## ACTIVITY:
Reproduce word for word, from the entries below, the line with "target | white fringe trim", the line with "target | headphone ear cup", and every line between them, and nothing more.
(RECORDS TO USE Opens)
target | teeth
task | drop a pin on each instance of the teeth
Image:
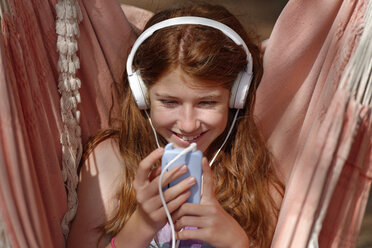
(185, 138)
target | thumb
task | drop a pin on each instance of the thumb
(208, 183)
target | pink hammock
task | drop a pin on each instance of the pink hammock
(313, 109)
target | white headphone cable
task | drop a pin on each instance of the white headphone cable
(191, 147)
(153, 129)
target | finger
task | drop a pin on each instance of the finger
(171, 194)
(154, 173)
(194, 234)
(168, 176)
(208, 183)
(180, 187)
(146, 164)
(190, 209)
(189, 221)
(175, 203)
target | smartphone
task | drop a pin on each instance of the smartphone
(193, 161)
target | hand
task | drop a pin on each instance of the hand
(150, 209)
(215, 225)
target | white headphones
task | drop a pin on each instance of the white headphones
(241, 85)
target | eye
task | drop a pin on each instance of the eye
(207, 103)
(168, 103)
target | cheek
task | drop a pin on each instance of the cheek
(218, 120)
(160, 118)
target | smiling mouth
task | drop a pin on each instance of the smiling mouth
(188, 138)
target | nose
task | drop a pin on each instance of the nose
(188, 120)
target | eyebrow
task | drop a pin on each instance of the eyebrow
(210, 96)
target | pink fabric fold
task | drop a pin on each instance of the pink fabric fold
(321, 137)
(32, 193)
(314, 129)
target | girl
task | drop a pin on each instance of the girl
(189, 72)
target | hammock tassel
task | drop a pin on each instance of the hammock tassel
(67, 28)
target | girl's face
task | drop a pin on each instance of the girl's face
(183, 115)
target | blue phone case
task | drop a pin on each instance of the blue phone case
(193, 161)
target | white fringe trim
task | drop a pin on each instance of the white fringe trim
(4, 240)
(67, 27)
(358, 74)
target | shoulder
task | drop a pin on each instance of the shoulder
(100, 180)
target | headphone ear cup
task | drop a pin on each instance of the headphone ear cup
(240, 90)
(139, 90)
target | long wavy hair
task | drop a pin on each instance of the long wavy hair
(243, 172)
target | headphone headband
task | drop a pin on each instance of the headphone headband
(241, 85)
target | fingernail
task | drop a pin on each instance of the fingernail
(191, 180)
(183, 168)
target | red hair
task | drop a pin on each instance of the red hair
(243, 171)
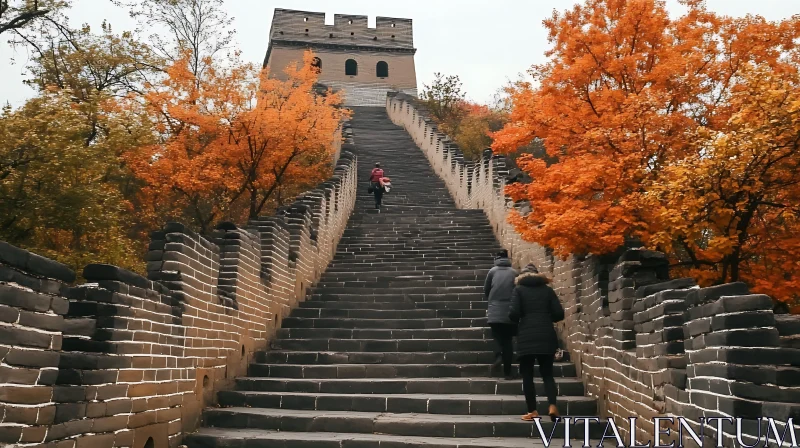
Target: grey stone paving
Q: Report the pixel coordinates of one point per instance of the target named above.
(391, 349)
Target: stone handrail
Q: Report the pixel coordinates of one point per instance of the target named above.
(129, 361)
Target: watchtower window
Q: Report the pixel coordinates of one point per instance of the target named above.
(351, 67)
(382, 69)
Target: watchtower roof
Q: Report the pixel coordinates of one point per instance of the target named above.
(307, 28)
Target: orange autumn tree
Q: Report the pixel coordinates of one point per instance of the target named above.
(734, 199)
(623, 95)
(235, 141)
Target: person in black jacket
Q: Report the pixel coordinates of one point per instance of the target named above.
(497, 288)
(536, 307)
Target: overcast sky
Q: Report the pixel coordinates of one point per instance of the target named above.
(484, 42)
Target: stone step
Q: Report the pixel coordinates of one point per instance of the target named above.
(384, 297)
(386, 314)
(401, 290)
(561, 369)
(426, 425)
(350, 266)
(391, 275)
(380, 345)
(382, 333)
(387, 370)
(401, 283)
(395, 305)
(490, 386)
(262, 438)
(453, 404)
(395, 324)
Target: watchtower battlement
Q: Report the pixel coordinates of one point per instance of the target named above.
(306, 27)
(361, 61)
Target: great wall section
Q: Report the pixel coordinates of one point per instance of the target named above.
(330, 324)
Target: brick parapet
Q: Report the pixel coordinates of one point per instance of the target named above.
(123, 359)
(645, 345)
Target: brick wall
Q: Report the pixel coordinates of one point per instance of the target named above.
(349, 37)
(129, 361)
(645, 345)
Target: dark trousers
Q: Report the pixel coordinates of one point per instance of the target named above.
(526, 364)
(378, 190)
(503, 335)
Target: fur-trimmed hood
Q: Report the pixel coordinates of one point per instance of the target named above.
(531, 279)
(502, 262)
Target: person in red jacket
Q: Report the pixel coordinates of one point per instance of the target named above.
(375, 182)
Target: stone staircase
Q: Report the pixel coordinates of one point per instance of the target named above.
(392, 347)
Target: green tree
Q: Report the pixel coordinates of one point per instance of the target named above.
(58, 192)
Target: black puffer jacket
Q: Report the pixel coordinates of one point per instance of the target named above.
(536, 307)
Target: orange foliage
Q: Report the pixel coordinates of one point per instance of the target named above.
(623, 96)
(235, 141)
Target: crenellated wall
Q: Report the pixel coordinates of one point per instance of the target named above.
(129, 361)
(645, 345)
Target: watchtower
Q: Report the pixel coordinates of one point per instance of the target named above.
(362, 61)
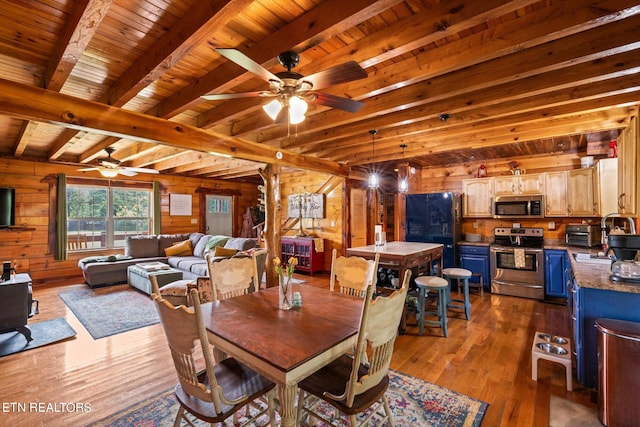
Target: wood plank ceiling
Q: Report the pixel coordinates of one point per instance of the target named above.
(520, 77)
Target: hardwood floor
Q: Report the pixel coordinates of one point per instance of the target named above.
(488, 358)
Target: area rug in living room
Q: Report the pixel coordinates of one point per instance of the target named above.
(413, 402)
(110, 310)
(42, 333)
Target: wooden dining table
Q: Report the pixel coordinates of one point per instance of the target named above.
(285, 346)
(402, 256)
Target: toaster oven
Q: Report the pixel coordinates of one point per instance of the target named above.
(584, 235)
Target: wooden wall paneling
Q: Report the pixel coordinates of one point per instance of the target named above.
(31, 248)
(330, 228)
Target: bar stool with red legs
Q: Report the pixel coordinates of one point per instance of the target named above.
(462, 277)
(424, 285)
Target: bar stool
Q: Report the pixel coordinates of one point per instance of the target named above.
(424, 285)
(459, 274)
(479, 285)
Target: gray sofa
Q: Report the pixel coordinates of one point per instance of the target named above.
(101, 271)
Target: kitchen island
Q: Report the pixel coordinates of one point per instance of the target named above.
(594, 295)
(402, 256)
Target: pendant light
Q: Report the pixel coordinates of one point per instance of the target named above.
(403, 173)
(374, 182)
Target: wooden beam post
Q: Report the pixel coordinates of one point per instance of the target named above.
(273, 219)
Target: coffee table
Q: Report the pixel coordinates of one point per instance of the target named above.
(139, 276)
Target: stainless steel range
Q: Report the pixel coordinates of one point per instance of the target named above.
(517, 266)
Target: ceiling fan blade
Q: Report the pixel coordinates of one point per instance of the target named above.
(247, 63)
(141, 170)
(338, 102)
(342, 73)
(221, 96)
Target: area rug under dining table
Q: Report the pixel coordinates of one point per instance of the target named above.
(414, 403)
(110, 310)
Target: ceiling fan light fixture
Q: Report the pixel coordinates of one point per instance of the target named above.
(273, 108)
(109, 173)
(297, 109)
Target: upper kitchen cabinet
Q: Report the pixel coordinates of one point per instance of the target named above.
(555, 184)
(519, 184)
(582, 199)
(477, 197)
(607, 185)
(628, 180)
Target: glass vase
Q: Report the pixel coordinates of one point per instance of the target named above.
(285, 293)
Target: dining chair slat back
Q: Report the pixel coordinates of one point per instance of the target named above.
(232, 277)
(352, 275)
(354, 383)
(207, 390)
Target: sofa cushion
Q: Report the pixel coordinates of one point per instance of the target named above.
(179, 249)
(201, 247)
(141, 246)
(240, 243)
(222, 251)
(166, 240)
(200, 268)
(195, 238)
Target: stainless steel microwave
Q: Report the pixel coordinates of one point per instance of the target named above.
(518, 206)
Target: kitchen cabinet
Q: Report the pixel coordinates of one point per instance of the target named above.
(310, 259)
(555, 192)
(478, 194)
(607, 184)
(581, 192)
(628, 179)
(476, 259)
(557, 271)
(519, 184)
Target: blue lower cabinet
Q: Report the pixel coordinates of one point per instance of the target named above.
(476, 259)
(557, 269)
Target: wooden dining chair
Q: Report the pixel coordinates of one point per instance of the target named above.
(207, 390)
(349, 385)
(352, 275)
(233, 277)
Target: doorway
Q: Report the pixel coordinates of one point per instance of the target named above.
(219, 215)
(358, 220)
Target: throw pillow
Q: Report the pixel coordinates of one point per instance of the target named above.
(221, 251)
(216, 241)
(179, 249)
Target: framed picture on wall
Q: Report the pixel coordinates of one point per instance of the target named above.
(312, 205)
(180, 204)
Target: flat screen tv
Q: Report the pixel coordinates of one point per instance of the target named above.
(7, 207)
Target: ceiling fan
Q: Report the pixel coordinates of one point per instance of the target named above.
(291, 89)
(110, 167)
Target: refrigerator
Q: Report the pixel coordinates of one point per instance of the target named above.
(435, 218)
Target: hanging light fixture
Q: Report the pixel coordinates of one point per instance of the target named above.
(403, 173)
(374, 182)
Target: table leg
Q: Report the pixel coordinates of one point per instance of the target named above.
(287, 395)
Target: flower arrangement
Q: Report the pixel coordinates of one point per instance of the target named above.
(284, 275)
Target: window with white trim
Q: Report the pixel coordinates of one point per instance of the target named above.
(101, 217)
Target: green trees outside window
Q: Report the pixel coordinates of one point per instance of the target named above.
(102, 217)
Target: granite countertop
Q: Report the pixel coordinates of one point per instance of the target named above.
(480, 243)
(596, 276)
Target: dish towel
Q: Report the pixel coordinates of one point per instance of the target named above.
(519, 258)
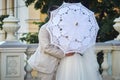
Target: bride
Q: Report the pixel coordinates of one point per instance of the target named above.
(75, 65)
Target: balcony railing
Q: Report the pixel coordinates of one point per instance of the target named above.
(14, 56)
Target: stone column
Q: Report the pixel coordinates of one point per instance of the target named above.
(4, 7)
(12, 52)
(11, 27)
(117, 27)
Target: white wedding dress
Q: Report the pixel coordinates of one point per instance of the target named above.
(79, 67)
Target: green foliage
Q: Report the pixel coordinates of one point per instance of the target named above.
(30, 37)
(1, 20)
(106, 11)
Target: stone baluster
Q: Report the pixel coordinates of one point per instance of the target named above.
(11, 27)
(29, 76)
(116, 26)
(105, 65)
(27, 68)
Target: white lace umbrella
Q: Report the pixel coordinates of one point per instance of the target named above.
(73, 27)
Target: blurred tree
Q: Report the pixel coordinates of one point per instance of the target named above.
(105, 11)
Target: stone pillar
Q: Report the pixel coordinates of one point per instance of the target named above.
(117, 27)
(11, 27)
(116, 63)
(2, 35)
(12, 52)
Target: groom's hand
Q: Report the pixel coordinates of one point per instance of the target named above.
(70, 54)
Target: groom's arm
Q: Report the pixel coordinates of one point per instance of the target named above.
(44, 40)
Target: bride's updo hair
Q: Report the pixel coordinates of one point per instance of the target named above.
(51, 9)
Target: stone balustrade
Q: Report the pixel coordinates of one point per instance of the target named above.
(13, 61)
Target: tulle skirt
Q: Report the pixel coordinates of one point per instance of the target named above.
(79, 67)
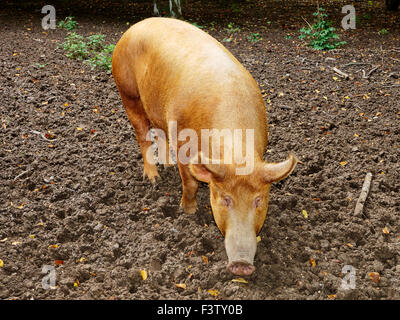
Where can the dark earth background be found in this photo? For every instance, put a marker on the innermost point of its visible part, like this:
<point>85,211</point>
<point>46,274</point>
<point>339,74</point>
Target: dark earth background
(RECORDS TO USE Closes)
## ANSWER BELOW:
target | white fringe trim
task | drop a pin on each instance of the white fringe trim
(4, 240)
(67, 27)
(358, 74)
target | shoulder
task | drop a pin on each instance of the shoulder
(100, 180)
target | headphone ear cup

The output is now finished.